• PASSAGE:
>>>

As dermatologists we have access to more advanced techniques for skin rejuvenation. Amongst the most basic of these is a Lactic Acid peel. This is a peel derived from sour milk and Lactic Acid, the active ingredient, has a two pronged effect. Firstly it removes the outer dead layer of cells (called the stratum corneum) by loosening attachment to the lower living layer of the skin and secondly it enables the skin to retain moisture better. Lactic acid is in fact used in many moisturizers, and apparently was even used by Cleopatra to maintain her ethereal beauty in the form of sour milk applied to the skin. Lactic acid peels are safe for even sensitive skin, and unlike a lot of other peels, can be used around the eyes to lighten dark circles.

Microdermabrasion is another tool in a dermatologist’s armament. Microdermabrasion is a technique where a physical method is used to remove the outer damaged skin. Most commonly this is a stream of aluminum oxide crystals which hit the skin at pressure and are then sucked back away from the skin by a vacuum pump. A disc with diamond particles can also be used and this called Diamond Microdermabrasion. When you use an exfoliating scrub at home you are in fact performing a mini-microdermabrasion! Microdermabrasion is a painless procedure and usually takes less than half an hour. The face may be slightly red for 15-30 minutes after the procedure but then goes right back to normal. Microdermabrasion can smooth away superficial skin irregularity and even help mild pigmentation. Done fortnightly for 4-6 visits and then once a month, it is an excellent way to keep your skin looking the best it can be.

Mesotherapy is another skin rejuvenation technique. A needle is used to place a beneficial molecule directly into the skin. The topic warrants a post of its own and I will do one in the future but I will briefly cover how it can be used for skin rejuvenation here. Mesotherapy can be done by a variety of techniques (e.g point by point, nappage) and for skin rejuvenation a very superficial injection technique called Nappage is used. Here the mesotherapy solution is injected into the most superficial layer of the skin and components like hyaluronic acid and vitamin C help make the skin better hydrated and lighter and both these changes enable the skin to reflect light better, thereby giving it a certain glow. For this reason Mesotherapy is a popular pre-party technique. Benefits last a few weeks but can be maintained with regular touch ups.

<<<

• Point localization material:

>>>

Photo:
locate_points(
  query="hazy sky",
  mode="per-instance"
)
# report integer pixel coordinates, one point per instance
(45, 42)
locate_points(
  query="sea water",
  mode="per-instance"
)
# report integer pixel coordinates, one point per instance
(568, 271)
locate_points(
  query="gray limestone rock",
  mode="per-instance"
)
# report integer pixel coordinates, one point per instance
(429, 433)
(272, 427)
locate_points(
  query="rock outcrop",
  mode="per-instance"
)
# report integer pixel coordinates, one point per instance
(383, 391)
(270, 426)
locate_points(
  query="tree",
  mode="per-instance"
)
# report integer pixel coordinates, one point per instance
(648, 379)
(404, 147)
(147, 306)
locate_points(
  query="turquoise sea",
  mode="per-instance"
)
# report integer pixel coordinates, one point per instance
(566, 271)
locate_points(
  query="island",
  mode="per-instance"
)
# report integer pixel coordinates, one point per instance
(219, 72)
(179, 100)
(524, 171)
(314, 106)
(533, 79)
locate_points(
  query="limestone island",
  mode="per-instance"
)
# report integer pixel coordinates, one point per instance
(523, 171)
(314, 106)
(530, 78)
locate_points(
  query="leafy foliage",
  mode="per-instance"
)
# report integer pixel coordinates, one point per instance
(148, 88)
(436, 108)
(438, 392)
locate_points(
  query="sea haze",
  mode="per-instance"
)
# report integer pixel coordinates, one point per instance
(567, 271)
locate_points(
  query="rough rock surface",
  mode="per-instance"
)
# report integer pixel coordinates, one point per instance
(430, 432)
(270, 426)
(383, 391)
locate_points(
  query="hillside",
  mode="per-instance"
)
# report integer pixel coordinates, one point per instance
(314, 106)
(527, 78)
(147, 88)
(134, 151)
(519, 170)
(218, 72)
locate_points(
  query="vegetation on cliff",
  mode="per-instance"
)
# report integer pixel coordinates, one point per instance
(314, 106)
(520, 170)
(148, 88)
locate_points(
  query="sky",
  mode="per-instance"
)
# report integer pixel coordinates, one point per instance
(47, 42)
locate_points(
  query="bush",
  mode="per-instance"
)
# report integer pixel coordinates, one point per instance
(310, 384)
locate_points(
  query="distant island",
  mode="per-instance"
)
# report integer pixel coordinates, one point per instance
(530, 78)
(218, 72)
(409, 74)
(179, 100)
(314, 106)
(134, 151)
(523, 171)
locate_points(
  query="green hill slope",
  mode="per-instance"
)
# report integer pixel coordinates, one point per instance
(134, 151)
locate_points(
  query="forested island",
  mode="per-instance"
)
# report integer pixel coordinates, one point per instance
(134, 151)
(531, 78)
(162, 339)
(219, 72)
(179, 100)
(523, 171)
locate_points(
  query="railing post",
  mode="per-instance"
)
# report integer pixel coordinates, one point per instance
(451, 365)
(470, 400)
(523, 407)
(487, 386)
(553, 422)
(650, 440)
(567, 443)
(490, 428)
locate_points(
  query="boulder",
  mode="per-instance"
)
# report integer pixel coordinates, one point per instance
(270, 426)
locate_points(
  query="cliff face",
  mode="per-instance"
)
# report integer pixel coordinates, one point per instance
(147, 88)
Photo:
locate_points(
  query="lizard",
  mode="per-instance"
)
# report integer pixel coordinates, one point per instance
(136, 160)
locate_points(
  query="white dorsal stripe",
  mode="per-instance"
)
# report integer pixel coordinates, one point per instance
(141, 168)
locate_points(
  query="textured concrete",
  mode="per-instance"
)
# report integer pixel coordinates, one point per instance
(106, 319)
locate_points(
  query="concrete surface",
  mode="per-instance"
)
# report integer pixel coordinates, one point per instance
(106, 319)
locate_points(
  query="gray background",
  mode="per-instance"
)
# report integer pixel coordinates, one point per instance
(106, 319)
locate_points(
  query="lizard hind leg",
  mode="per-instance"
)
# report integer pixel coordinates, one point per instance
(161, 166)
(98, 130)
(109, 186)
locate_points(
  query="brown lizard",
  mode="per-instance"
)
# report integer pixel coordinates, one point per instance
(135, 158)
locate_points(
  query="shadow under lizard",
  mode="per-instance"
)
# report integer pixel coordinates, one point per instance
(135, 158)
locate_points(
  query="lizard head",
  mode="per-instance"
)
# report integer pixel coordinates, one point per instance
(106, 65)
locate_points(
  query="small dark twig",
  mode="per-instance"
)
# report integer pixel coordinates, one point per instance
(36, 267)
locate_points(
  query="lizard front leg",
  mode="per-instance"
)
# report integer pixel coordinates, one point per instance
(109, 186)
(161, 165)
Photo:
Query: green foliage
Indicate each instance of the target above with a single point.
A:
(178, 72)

<<<

• WHAT YOU SHOULD DO:
How would you translate this sentence from the skin rejuvenation passage into Spanish: "Microdermabrasion is a painless procedure and usually takes less than half an hour."

• WRITTEN SOLUTION:
La microdermoabrasión es un procedimiento indoloro y normalmente dura menos de media hora.